━━ Material to process

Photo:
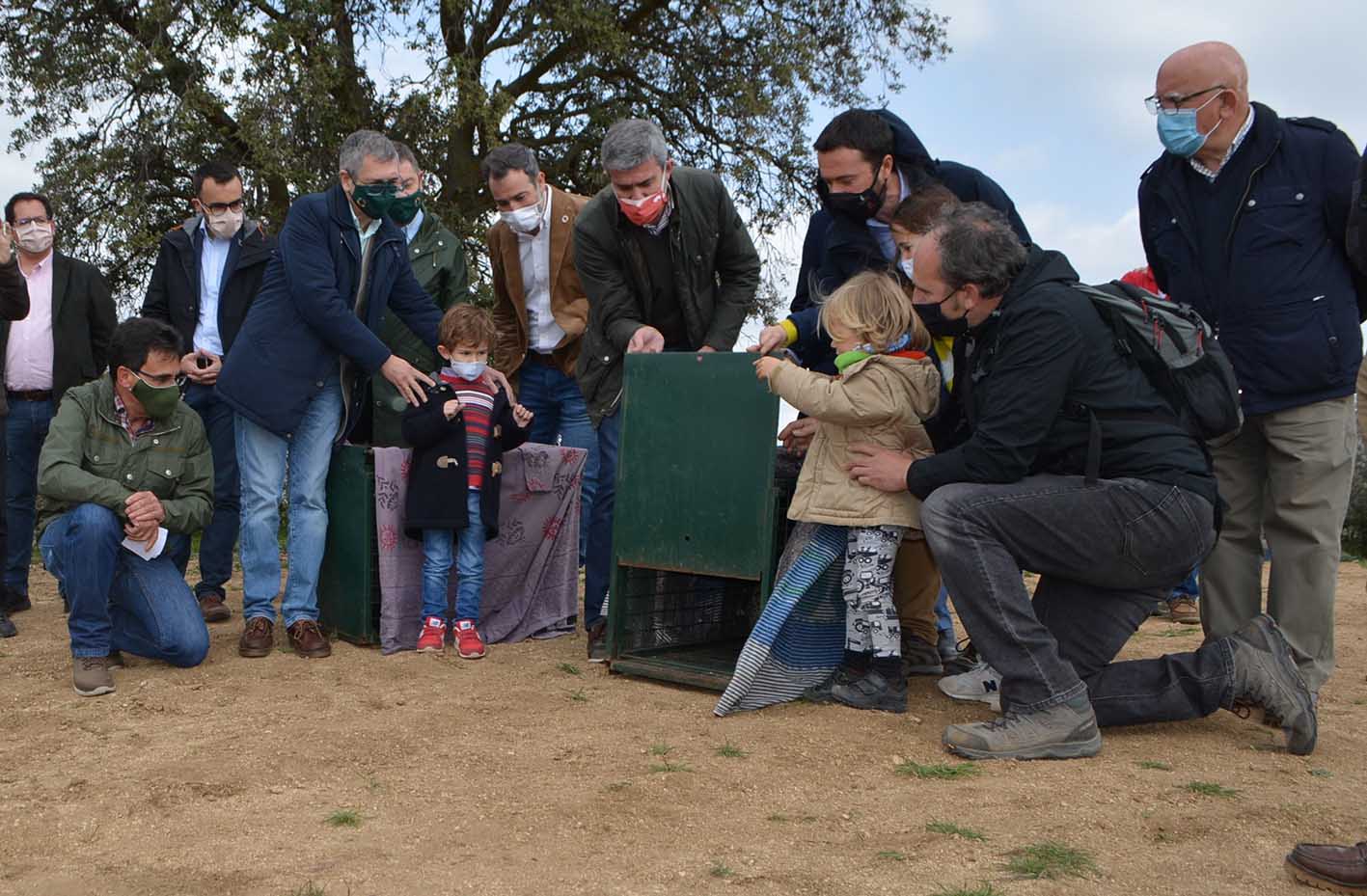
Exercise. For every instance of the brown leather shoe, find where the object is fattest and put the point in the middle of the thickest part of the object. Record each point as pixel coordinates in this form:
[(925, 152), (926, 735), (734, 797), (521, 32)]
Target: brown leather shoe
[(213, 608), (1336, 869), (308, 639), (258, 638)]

━━━━
━━ Material to process

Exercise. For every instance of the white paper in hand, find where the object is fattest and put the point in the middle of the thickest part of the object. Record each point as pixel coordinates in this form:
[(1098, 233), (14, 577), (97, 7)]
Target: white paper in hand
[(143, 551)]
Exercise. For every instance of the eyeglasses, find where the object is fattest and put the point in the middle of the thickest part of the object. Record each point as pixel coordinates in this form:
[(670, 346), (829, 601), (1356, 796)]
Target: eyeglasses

━━━━

> _Work to be completed_: Copy out, unchanged, the lines beginning with the one that contains "Exercise. For every instance of the eyeglasses, find" and continuing through the one that contains "Target: eyeglasses", including both of those lines.

> _Result for this task_:
Exercise. For every instance of the eyeglasses, find where the object is fattest and put the point in the middle of the thickest part of the object. Record each point as pixel coordinates in this form:
[(670, 346), (829, 601), (1356, 796)]
Target: eyeglasses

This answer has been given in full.